Dataset rows
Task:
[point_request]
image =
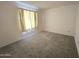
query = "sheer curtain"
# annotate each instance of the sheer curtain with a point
(28, 20)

PROBLEM REQUIREMENTS
Please recast each line of the data above as a Markdown table with the columns "Number" and "Record line," skipping blank lines. Leave the pictures out of the answer.

OUTPUT OF THE TASK
| Number | Record line |
|---|---|
| 1 | Task: |
| 2 | [point_request] |
| 3 | image = |
| 4 | query = "sheer curtain" |
| 5 | # annotate each instance of the sheer curtain with a point |
| 6 | (28, 20) |